____ Material to process

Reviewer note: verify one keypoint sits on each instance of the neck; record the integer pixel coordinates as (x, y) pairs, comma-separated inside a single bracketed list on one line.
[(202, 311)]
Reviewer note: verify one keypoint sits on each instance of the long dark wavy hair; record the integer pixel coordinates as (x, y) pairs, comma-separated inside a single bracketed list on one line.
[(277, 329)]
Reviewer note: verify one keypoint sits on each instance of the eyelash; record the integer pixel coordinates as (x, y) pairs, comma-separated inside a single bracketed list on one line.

________
____ Material to process

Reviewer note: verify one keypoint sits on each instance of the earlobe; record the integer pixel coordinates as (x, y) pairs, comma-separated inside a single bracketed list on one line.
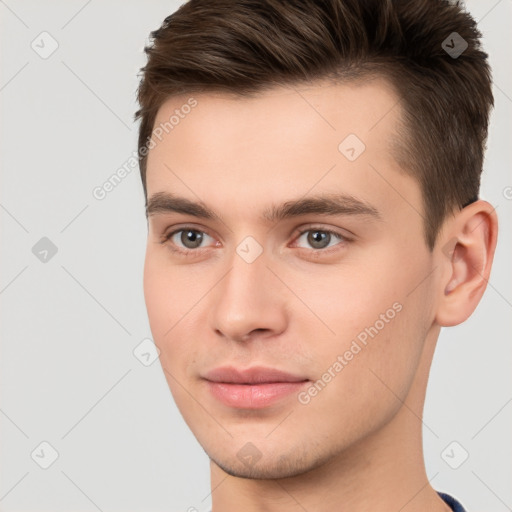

________

Do this - Scale everything in the listing above, from the line containing "of the neck;" down to the line containing "[(202, 311)]", both ends included, and reproduce only those lines with the requests unchanged. Multiply each pixel coordinate in the answers by 1.8 and round to the nearest whole number, with halves rounded up.

Problem solution -
Reviewer note: verify one keypoint sits on each instance of the neck; record the integer pixel coordinates as (x, y) pairs, comma-separated inside a single bracketed list on one line.
[(364, 560)]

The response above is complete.